◆ **Goal of the exercise**:
Each line from the one that contains "Field-scouting request: tag every instance of the bird's gray" to the end of the material must be set down exactly, and no line before it.

◆ **Stored records**:
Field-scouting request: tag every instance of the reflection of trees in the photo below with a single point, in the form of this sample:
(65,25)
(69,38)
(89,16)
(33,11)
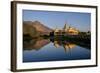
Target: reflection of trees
(35,44)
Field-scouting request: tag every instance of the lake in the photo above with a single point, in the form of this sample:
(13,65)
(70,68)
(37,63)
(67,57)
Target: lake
(37,50)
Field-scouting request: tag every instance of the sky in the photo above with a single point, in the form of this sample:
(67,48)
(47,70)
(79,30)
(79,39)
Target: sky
(55,19)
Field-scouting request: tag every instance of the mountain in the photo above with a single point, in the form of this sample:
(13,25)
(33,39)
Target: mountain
(35,28)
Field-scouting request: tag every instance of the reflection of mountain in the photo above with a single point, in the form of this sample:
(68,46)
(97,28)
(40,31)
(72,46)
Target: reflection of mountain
(35,28)
(35,44)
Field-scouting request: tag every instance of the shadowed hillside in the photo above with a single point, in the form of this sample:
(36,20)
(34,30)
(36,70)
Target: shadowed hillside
(35,29)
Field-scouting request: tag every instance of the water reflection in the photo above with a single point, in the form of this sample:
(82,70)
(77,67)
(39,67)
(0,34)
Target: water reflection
(51,49)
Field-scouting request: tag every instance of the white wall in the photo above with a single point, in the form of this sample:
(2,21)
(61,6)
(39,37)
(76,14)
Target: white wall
(5,37)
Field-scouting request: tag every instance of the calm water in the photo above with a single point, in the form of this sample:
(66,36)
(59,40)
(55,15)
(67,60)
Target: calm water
(39,49)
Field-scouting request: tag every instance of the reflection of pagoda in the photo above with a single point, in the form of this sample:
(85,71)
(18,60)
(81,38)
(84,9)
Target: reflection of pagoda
(67,30)
(67,46)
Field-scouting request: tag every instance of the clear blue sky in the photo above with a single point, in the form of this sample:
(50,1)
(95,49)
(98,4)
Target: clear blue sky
(53,19)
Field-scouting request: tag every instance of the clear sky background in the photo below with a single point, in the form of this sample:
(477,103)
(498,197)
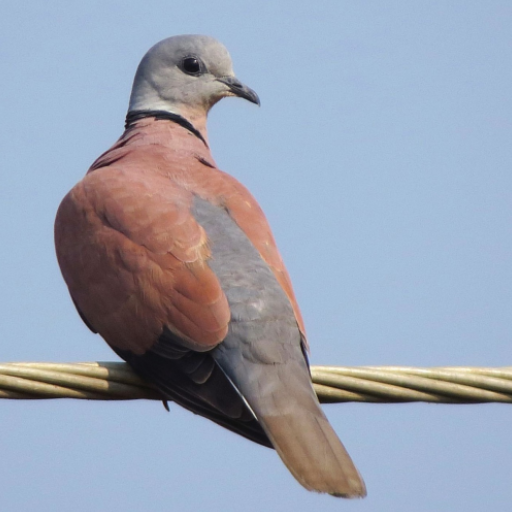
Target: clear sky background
(382,155)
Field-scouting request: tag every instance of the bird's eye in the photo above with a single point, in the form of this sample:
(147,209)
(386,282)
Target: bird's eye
(191,65)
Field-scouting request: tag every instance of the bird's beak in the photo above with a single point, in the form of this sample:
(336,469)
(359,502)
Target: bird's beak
(237,88)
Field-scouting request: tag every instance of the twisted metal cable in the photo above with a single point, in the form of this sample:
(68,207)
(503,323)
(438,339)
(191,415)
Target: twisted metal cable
(382,384)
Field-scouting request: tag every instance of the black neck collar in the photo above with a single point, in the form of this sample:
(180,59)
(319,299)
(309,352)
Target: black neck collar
(134,115)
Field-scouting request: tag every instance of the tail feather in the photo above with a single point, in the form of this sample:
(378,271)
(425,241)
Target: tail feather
(282,398)
(312,452)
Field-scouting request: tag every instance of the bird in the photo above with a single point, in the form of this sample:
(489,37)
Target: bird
(172,261)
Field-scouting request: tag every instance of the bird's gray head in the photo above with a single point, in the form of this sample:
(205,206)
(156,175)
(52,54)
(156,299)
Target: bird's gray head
(186,75)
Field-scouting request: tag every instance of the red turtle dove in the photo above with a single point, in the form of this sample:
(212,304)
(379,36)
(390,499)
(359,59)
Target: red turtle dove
(173,263)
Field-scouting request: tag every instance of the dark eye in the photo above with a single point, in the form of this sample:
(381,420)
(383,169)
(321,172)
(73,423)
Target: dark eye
(191,65)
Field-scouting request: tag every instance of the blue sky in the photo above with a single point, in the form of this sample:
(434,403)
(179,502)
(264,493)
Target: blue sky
(382,156)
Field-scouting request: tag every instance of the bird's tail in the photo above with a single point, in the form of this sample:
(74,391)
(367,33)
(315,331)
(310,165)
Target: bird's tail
(312,452)
(283,400)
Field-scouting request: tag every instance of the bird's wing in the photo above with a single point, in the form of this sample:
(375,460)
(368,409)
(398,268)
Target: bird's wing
(135,261)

◆ **Solution below**:
Field-scouting request: tag every instance of the bird's gray head in the photo above with a single point, in the form of this sample:
(205,206)
(156,175)
(52,54)
(156,299)
Target: bird's gray head
(186,75)
Field-scouting request: tag every instance of the red turtle dove in the photo above with a single point, in the form of this sample:
(212,304)
(379,36)
(390,499)
(359,59)
Target: red turtle dove
(173,263)
Field-scouting request: tag every instance of the dark eye in the photo above with a single point, in the form of this sample:
(381,420)
(383,169)
(321,172)
(73,423)
Target: dark eye
(191,65)
Field-scouting request: tag every instance of the blue sky in the photo above with a single point, in the form of this sample:
(434,403)
(179,502)
(264,493)
Target: blue sky
(382,156)
Field-scouting request: tag every instance of the bird's tail in the photo above with a single point, in the form of this sample:
(74,391)
(367,33)
(315,331)
(310,165)
Target: bird's tail
(312,452)
(283,400)
Field-scouting request: tag every instance of the bird's wing in the photo above with a single point, in the form of this sample:
(375,460)
(368,409)
(398,268)
Target: bird's wing
(135,261)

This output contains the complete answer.